Given task 1 –
Answer these questions about the mailing-list message, one line each:
(a) What date and time does the original message carry?
(b) According to the bounce, what was not explicitly allowed?
(c) Where does the forwarder suggest sending the output instead of the screen?

Casey's having trouble posting to the list today and asked me to forward the message on to the group.

In reply to what to do next, perhaps try redirecting the output to a file instead of to the screen?? It might at least indicate whether the funny error is caused by a funny newline character, and you could also see what the whole error message was.

-------- Original Message --------
Subject: Re: [uug] postgres copy file to table
Date: Tue, 30 Sep 2003 20:22:18 -0600
From: Casey T. Deccio

Lars...the list kept bouncing this email for some reason...it
told me that the content type was not explicitly allowed(?)
Anyway, maybe you wouldn't mind posting it for me also?  Thanks,

Casey

-----------------------------------------------

On Tue, 2003-09-30 at 14:39, Lars E. Olson wrote:
(Did anyone ever reply to this?)

Thanks, Lars. You're the first.

Given task 2 –
Tally the lines of the records that contain the string "stone". Reply with the number alone.

(Coordinate annotation records)

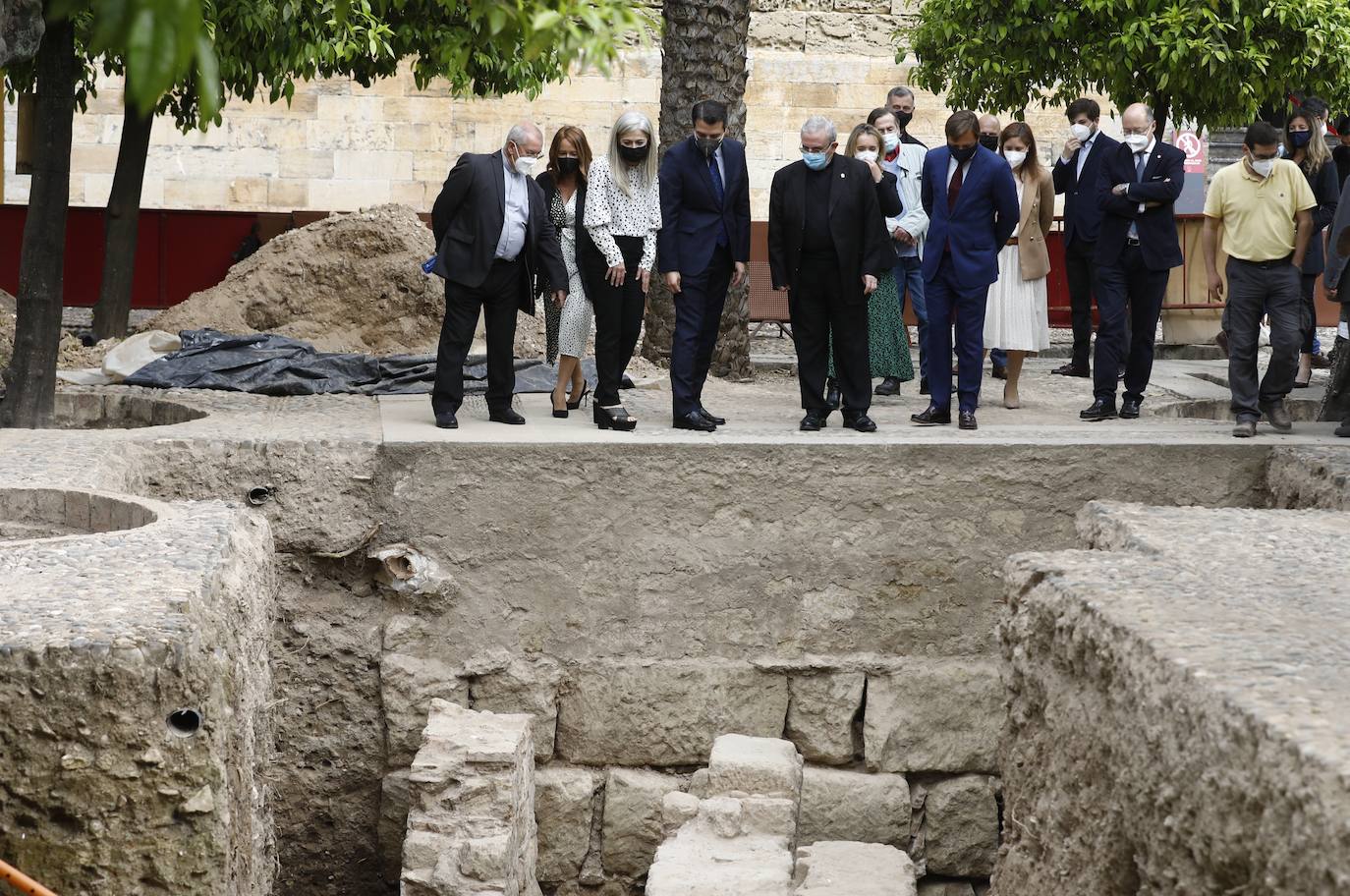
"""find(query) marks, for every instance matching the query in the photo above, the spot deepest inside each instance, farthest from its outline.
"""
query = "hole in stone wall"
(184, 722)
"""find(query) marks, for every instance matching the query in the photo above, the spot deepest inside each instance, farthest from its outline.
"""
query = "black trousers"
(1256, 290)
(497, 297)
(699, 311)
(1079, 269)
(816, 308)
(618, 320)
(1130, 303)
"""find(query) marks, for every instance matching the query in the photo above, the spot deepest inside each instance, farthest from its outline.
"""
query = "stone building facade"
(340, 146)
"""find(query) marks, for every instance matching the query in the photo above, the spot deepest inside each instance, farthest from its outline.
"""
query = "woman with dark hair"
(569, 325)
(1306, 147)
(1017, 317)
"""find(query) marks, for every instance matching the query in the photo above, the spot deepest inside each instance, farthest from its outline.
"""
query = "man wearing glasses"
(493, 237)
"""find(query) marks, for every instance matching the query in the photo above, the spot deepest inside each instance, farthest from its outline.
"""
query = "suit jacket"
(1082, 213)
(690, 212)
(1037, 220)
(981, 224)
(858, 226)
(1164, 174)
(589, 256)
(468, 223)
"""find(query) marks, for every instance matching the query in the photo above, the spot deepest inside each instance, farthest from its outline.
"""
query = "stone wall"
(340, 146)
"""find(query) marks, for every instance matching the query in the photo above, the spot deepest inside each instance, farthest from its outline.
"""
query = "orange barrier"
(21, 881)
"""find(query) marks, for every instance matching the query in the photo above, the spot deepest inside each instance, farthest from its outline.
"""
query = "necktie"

Complete output 1 –
(a) Tue, 30 Sep 2003 20:22:18 -0600
(b) The content type
(c) To a file

Complete output 2 –
3